Tasks to perform:
#1 Copy the stretch of the article on rental dividends from "Currently, NOVA distributes" through "token is purchased.".
#2 Answer these questions from the article on rental dividends:
(a) How often does NOVA distribute rental dividends?
(b) How long do tenants usually sign leases for under the Long-Term Rent strategy?
(c) Through what channels does NOVA tell investors about changes to the dividend schedule?
#3 Decide whether each statement agrees with the article on rental dividends:
(a) Hot Token dividends are paid according to the project's payout schedule immediately after the token is purchased.
(b) The Long-Term Rent strategy carries higher risk and lower occupancy rates.
(c) Rental dividends can come only from long-term lease agreements.

Quoted passage:
In a recent article, we explored the concept of property appreciation. Today, we shift our focus to another significant source of income for tokenized property investors: rental dividends. With NOVA’s Holiday Home and Long-Term Rent strategies, rental dividends are a cornerstone for generating consistent income. Let’s dive deeper into this concept.

What are rental dividends?

Rental dividends are the income generated from a property when it is occupied by tenants who pay rent. This can come from long-term lease agreements or daily stays, depending on the rental strategy employed.

Dividend period

Currently, NOVA distributes rental dividends either monthly or quarterly, depending on the specific investment project. For investors, this means the first payout is typically received one or three months after the property’s funding is complete. If there are any changes to the dividend schedule, NOVA keeps investors informed through social media and its application.

For Hot Tokens, dividends are paid out according to the project’s payout schedule immediately after the token is purchased. 

For example, if a project’s first dividend payout occurs three months after funding is complete and you purchase a Hot Token a day before this payout, you will receive all dividends for the preceding quarter as the current token owner.

Long-Term Rent vs. Holiday Home: Key differences

While both strategies generate rental dividends, they cater to different investor priorities:

Long-Term Rent

  • Stability and confidence define this strategy. Tenants sign leases for extended periods, usually 11 months or more, and may renew or move out after the lease term.
  • It offers steady, predictable income with lower risk and higher occupancy rates.

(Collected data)

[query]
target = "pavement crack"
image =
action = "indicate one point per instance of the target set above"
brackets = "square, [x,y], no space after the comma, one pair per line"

Solutions in order:
#1
Currently, NOVA distributes rental dividends either monthly or quarterly, depending on the specific investment project. For investors, this means the first payout is typically received one or three months after the property’s funding is complete. If there are any changes to the dividend schedule, NOVA keeps investors informed through social media and its application.

For Hot Tokens, dividends are paid out according to the project’s payout schedule immediately after the token is purchased.

#2
(a) Monthly or quarterly, depending on the specific investment project.
(b) Usually 11 months or more.
(c) Through social media and its application.

#3
(a) Yes: "For Hot Tokens, dividends are paid out according to the project’s payout schedule immediately after the token is purchased."
(b) No: "It offers steady, predictable income with lower risk and higher occupancy rates."
(c) No: "This can come from long-term lease agreements or daily stays, depending on the rental strategy employed."